● **Work item**: Reproduce every record below exactly, without the pictures.

===== Dataset

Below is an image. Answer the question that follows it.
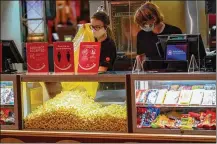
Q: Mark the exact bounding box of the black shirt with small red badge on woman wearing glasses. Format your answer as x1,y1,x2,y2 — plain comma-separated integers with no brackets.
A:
96,37,117,70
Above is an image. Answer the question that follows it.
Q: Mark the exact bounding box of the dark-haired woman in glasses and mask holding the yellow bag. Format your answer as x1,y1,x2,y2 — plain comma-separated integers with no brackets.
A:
90,11,116,72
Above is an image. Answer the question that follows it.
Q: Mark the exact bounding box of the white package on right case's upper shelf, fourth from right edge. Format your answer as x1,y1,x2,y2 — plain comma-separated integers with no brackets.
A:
164,91,180,104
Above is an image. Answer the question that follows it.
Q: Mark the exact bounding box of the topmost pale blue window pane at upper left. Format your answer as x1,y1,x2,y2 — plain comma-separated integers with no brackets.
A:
26,0,43,19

==========

● **Answer to the problem**:
Below is an image. Answer the question that follows it.
Q: Mark the exact bounding box of the black shirt with small red badge on woman wearing glasses. Format your answer as x1,y1,x2,y2 — plain comma-separated integers with no brackets.
A:
96,37,117,70
Above is an image. Answer the question that follows it.
Q: Mark the exact bounding box of the dark-haired woman in glasses and mask holding the yellow bag. Format your answer as x1,y1,x2,y2 — plain comma-separated integers with no brackets.
A:
90,11,116,72
Above is an image. Answer the question that follows it.
Q: Mark the exact bounding box of the white package on right case's upper shelf, fourth from right edge. Format your answer as x1,y1,x2,y2 — plain comma-separated integers with no brackets.
A:
164,91,180,104
Above is an image. Answer the question that follows it.
Q: Mark the exact bounding box of the topmost pale blue window pane at upper left. Format your answer as x1,y1,x2,y2 — plain comma-separated integers with no brackets.
A:
26,0,43,19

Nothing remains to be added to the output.